● Supplied records
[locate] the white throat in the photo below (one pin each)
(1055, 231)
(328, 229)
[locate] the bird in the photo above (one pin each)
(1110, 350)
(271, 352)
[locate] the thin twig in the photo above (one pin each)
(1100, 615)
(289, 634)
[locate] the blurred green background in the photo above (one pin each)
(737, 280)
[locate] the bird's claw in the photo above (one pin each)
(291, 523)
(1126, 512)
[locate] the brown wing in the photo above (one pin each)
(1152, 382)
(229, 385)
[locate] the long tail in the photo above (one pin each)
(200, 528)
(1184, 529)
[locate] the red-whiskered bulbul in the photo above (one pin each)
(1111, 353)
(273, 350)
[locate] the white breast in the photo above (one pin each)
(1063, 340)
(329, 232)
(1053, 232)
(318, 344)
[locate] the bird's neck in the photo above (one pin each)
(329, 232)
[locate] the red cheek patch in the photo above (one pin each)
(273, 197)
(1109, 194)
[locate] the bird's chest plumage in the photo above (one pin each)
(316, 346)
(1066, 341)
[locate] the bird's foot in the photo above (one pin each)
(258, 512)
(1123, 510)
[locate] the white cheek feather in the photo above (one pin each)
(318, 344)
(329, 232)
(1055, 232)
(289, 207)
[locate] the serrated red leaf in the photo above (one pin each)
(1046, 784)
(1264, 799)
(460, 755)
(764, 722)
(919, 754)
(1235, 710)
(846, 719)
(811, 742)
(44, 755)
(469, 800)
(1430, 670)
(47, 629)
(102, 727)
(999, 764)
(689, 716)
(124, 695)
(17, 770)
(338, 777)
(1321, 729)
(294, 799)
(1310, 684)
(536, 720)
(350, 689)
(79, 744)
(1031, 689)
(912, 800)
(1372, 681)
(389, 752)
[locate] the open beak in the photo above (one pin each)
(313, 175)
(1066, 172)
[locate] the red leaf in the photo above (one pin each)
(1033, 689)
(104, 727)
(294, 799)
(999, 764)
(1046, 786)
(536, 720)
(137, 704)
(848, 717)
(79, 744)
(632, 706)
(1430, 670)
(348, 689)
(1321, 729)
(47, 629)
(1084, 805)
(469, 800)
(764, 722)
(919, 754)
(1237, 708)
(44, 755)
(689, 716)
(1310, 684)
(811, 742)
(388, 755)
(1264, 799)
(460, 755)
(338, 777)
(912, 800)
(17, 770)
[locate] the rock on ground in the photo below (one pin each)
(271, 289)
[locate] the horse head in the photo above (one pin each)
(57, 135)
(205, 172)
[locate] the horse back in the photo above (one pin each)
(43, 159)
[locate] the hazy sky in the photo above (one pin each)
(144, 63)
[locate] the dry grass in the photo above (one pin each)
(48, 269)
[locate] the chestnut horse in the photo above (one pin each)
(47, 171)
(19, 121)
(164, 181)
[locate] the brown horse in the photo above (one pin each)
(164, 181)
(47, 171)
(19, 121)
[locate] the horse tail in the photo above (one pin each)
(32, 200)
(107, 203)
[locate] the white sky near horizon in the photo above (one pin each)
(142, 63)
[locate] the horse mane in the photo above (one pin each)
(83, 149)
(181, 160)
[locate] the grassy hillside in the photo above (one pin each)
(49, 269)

● Exercise requirements
Reproduce the entries above word for word, starting with the line that contains "[locate] the horse head" and continuing through the final line of the entries, with both of those lines included.

● The result
[locate] the horse head in the photo above (one pin each)
(57, 135)
(205, 172)
[locate] the horse back in the photo above (one pin each)
(43, 159)
[locate] the hazy sky in the photo above (one pin each)
(144, 63)
[locate] the dry grass in the photo above (one pin each)
(48, 269)
[locate] the chestnut horse in the photo above (one pin each)
(47, 171)
(19, 121)
(164, 181)
[locate] the brown horse in the photo above (one pin each)
(164, 181)
(47, 171)
(19, 121)
[locate] the horse tail in the photo above (one pin each)
(32, 200)
(107, 203)
[locate] the white sky near horizon in the photo above (one pin each)
(142, 63)
[locate] the horse mane in the photo above (one pin each)
(83, 149)
(181, 160)
[locate] the grassy hillside in the photo above (one pin each)
(49, 269)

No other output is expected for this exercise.